» Task directions: Copy exactly, and only, the lines from the line containing "Objective — for every instance of the concrete" through the last line of the records below, both included.

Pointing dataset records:
-- -- --
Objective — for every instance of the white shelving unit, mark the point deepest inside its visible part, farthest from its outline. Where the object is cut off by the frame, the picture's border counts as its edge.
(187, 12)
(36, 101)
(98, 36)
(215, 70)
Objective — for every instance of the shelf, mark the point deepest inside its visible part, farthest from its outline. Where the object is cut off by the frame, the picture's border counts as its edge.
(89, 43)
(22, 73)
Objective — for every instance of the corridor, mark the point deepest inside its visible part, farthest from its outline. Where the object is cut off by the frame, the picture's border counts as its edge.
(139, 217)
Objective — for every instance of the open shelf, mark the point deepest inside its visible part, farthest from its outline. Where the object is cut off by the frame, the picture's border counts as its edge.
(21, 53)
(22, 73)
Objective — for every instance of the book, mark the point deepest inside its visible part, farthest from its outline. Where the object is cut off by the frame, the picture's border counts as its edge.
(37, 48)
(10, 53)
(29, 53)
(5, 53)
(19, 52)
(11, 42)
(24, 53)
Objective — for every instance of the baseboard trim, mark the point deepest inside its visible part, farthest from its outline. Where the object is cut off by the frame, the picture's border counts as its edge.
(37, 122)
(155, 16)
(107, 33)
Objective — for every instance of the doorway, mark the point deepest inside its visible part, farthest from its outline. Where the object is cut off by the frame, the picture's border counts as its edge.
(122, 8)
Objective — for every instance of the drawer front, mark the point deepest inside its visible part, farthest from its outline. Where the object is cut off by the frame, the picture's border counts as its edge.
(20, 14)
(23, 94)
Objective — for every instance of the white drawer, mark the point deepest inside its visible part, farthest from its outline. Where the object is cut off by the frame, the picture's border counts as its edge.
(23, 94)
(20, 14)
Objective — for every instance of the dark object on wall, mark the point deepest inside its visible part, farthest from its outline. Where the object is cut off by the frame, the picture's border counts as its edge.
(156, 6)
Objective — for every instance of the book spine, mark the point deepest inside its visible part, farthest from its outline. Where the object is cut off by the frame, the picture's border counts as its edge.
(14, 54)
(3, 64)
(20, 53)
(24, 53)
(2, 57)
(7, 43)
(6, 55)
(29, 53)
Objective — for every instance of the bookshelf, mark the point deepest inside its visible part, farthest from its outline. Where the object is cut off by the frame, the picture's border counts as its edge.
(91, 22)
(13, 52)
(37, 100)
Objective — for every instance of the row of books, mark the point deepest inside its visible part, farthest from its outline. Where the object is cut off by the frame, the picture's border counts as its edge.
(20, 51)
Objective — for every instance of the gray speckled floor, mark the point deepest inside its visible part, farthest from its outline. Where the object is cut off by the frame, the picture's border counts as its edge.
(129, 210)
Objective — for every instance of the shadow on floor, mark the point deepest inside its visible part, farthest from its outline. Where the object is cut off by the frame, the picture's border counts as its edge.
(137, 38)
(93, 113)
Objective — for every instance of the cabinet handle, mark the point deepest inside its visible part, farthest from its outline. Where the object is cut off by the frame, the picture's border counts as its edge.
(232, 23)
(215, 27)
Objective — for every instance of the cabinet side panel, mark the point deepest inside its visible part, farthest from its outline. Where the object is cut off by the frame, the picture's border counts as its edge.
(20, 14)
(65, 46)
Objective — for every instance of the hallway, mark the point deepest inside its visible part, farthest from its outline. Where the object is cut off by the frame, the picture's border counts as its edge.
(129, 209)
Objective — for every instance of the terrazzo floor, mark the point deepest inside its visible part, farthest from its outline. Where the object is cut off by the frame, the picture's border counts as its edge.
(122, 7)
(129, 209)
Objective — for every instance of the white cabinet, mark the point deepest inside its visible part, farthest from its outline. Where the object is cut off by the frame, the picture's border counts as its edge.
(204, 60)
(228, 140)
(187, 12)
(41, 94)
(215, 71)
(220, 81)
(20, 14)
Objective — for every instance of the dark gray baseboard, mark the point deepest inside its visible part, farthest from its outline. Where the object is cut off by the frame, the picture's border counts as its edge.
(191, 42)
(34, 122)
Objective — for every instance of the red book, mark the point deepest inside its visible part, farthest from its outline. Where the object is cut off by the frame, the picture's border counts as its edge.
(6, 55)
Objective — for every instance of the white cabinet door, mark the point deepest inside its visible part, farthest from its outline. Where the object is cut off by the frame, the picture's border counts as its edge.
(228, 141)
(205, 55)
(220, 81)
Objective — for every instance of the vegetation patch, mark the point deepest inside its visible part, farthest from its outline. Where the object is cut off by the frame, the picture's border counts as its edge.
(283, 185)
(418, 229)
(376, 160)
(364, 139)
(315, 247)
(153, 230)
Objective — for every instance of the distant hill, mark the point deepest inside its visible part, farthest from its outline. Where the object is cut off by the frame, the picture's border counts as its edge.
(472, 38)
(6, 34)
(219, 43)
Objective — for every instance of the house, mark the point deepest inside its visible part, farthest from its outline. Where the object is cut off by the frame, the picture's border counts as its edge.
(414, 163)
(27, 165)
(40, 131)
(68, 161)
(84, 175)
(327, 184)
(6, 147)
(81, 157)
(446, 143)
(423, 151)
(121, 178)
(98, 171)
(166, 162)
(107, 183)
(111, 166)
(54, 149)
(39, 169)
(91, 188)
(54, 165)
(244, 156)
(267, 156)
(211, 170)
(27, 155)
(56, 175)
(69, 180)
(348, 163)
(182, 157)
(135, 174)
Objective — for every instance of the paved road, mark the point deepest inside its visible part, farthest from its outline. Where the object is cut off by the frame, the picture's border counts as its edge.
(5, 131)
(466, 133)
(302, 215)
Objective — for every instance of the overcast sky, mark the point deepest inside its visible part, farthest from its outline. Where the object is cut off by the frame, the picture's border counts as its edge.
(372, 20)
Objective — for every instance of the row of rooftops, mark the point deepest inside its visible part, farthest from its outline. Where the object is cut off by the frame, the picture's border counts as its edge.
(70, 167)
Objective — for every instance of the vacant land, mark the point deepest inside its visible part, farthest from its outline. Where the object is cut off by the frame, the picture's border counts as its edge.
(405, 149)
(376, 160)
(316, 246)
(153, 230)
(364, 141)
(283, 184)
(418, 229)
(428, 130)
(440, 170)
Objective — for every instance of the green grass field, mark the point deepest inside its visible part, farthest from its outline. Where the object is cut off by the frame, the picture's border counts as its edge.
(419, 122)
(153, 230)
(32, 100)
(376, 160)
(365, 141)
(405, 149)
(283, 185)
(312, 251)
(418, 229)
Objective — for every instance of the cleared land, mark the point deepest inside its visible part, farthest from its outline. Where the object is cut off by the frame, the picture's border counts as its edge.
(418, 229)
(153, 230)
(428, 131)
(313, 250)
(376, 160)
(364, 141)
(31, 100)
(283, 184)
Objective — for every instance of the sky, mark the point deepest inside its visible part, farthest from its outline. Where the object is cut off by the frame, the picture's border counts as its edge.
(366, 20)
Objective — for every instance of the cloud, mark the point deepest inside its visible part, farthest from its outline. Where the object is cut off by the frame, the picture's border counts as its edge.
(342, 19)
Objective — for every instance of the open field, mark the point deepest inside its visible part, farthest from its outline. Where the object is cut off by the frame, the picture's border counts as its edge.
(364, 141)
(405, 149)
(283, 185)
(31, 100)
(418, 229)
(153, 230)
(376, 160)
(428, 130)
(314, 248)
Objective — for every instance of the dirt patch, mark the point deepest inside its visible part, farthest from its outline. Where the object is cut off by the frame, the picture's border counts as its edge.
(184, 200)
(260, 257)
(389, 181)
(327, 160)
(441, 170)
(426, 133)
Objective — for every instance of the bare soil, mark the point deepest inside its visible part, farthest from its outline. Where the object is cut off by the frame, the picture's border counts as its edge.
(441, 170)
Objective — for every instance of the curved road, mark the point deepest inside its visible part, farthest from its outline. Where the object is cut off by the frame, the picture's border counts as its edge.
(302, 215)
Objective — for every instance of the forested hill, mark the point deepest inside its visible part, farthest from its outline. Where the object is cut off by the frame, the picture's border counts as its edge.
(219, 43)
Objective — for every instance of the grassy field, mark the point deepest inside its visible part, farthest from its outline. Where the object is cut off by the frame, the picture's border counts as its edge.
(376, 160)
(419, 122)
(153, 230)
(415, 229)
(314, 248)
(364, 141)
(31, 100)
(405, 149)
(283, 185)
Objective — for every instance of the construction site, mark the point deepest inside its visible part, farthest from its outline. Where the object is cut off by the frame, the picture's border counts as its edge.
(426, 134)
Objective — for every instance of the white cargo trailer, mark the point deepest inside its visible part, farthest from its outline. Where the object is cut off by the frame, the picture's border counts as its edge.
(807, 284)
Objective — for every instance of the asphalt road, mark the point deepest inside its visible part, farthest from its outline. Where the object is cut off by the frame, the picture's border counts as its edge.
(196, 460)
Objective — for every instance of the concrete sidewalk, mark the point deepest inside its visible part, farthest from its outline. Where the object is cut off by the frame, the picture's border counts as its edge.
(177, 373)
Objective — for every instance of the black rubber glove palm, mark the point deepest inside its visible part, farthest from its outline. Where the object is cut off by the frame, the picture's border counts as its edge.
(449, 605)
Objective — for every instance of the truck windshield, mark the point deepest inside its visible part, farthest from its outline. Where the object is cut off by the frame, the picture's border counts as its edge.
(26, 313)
-- -- --
» Written response:
Objective — for every instance of the concrete sidewalk, mark the point deepest inside its visible part, farthest from its outline. Where the object is cut off by the frame, the picture's border counts as its edge.
(177, 373)
Objective — for every instance of the black rubber glove palm, mark the point deepest inside its visible part, farthest from its outline. Where the object is cut off by the frame, the picture's border counts as its edge.
(449, 605)
Objective — for every instance of the truck windshield, mark the point deepest inside its visible part, farthest from its outline. Where the object is cut off by the frame, the picture's border counts as its edge.
(26, 313)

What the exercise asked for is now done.